**引用文:**
-------------------------

古今亭志ん生=クラウン 「穴どろ」「おもと違い」
「おもと違い」という噺は、聴く前は「元犬」の別名かと思っていた。違うんですねぇ。詳細は、『落語事典』などに譲るとして、万年青(おもと)と娘の名前おもととを混同したことからくる一騒動という一席。まぁ、噺自体は、たいしたこともない噺だけど、やはり、これも貴重な噺。他には、CDでは出ていないんではないだろうか。『志ん生全席落語事典』で、調べてみたら、やはり、これにも記載されていない。
以前にも書いたが、このシリーズは、貴重な噺が幾つもある。確かに、聴いてみると、どうってこともない噺だったりもするのだけど、しかし、ファンとしては、なんとなく落ち着かない。だから、結局、シリーズ全巻を収集しました。『志ん生全席落語事典』の補遺として以下に演目を記しておこう。なお、このシリーズ、各巻に通しの番号は振られていないので便宜的に商品番号の末尾を振っておきます。
 CD01=「女学校操競孝女おゑんの伝」
 CD02=「茶金」「雨の将棋」
 CD03=「らくだ」
 CD04=「三軒長屋(上)」「後生鰻」
 CD05=「黄金餅」「へっつい幽霊」
 CD06=「もう半分」「水屋の富」
 CD07=「芝浜」「姫かたり」
 CD08=「坊主の遊び」「星野屋」
 CD09=「毛氈芝居」「牡丹灯籠(序)」
 CD10=「お初徳兵衛」「風呂敷」
 CD11=「宗珉の滝」「松山鏡」
 CD12=「早桶屋」「義眼」
 CD13=「穴どろ」「おもと違い」
 CD14=「藁人形」「元犬」

-------------------------

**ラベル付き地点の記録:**
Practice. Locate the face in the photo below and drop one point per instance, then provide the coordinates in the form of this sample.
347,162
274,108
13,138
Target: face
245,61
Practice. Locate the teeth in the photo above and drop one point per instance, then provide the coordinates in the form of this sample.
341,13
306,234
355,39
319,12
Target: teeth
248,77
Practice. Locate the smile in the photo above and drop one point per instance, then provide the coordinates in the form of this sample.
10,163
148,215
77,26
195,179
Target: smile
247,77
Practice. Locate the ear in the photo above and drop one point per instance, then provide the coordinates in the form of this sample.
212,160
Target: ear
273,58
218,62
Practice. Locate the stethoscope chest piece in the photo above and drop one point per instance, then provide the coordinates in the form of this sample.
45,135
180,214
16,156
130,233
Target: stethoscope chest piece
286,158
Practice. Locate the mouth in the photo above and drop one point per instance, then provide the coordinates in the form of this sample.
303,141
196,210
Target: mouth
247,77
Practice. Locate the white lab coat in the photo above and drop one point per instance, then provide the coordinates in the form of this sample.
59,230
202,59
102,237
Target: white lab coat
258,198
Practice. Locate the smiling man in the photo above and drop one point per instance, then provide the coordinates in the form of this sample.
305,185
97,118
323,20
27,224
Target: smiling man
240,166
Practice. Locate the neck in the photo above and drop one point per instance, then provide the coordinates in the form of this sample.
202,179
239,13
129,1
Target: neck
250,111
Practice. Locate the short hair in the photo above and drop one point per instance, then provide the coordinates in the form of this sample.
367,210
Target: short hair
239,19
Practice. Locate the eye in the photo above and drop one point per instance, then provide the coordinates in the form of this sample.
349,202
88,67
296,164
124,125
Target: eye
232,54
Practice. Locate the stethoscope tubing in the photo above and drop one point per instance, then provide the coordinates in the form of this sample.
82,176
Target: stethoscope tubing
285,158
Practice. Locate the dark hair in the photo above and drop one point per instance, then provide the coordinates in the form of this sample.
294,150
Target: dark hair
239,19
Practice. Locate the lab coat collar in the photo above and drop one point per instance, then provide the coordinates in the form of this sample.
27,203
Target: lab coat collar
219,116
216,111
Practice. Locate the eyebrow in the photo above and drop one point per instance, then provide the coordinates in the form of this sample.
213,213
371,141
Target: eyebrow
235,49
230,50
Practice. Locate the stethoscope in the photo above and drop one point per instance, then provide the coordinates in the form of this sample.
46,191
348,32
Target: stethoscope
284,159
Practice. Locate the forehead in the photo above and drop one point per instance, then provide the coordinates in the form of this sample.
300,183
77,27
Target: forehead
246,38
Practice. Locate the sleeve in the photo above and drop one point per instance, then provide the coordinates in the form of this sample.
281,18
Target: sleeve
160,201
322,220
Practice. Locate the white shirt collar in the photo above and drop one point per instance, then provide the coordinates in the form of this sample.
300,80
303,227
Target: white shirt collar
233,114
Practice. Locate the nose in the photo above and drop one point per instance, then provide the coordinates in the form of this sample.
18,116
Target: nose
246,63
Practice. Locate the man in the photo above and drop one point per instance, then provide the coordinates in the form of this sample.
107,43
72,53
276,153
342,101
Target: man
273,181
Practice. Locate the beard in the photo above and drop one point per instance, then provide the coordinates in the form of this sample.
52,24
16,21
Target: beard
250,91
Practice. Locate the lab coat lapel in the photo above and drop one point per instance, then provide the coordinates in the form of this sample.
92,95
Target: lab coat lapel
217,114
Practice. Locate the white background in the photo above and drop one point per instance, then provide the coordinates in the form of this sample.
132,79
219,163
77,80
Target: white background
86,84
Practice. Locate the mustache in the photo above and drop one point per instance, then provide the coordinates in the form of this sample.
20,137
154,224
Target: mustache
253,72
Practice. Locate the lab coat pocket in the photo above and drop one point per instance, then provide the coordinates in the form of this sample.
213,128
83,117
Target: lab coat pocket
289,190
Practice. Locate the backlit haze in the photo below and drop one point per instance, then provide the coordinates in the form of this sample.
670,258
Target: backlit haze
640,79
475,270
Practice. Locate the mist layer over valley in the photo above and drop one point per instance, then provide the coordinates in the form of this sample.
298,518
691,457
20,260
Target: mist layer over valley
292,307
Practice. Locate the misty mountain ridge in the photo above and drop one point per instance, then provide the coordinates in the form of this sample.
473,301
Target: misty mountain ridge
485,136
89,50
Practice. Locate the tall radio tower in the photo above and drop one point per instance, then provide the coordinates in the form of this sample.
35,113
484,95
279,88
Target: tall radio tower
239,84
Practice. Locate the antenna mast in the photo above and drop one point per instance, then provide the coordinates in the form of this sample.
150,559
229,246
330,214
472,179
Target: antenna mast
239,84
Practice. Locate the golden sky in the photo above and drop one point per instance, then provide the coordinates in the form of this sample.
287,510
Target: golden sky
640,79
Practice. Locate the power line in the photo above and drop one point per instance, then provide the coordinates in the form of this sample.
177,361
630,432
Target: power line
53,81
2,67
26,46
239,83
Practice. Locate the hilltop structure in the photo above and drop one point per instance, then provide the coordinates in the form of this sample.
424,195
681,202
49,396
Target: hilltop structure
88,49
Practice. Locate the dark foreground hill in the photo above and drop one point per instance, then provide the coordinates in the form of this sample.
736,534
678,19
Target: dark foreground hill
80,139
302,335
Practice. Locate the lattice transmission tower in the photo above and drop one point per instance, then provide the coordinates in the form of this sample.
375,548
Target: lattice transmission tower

-------------------------

**記述課題:** 上に掲げた志ん生の落語CDについての文章から、「以前にも書いたが、このシリー」で始まり「CD12=「早桶屋」「義眼」」に至るまでの部分を、一字一句違えずに書き出しなさい。

**課題の解答:**
以前にも書いたが、このシリーズは、貴重な噺が幾つもある。確かに、聴いてみると、どうってこともない噺だったりもするのだけど、しかし、ファンとしては、なんとなく落ち着かない。だから、結局、シリーズ全巻を収集しました。『志ん生全席落語事典』の補遺として以下に演目を記しておこう。なお、このシリーズ、各巻に通しの番号は振られていないので便宜的に商品番号の末尾を振っておきます。
 CD01=「女学校操競孝女おゑんの伝」
 CD02=「茶金」「雨の将棋」
 CD03=「らくだ」
 CD04=「三軒長屋(上)」「後生鰻」
 CD05=「黄金餅」「へっつい幽霊」
 CD06=「もう半分」「水屋の富」
 CD07=「芝浜」「姫かたり」
 CD08=「坊主の遊び」「星野屋」
 CD09=「毛氈芝居」「牡丹灯籠(序)」
 CD10=「お初徳兵衛」「風呂敷」
 CD11=「宗珉の滝」「松山鏡」
 CD12=「早桶屋」「義眼」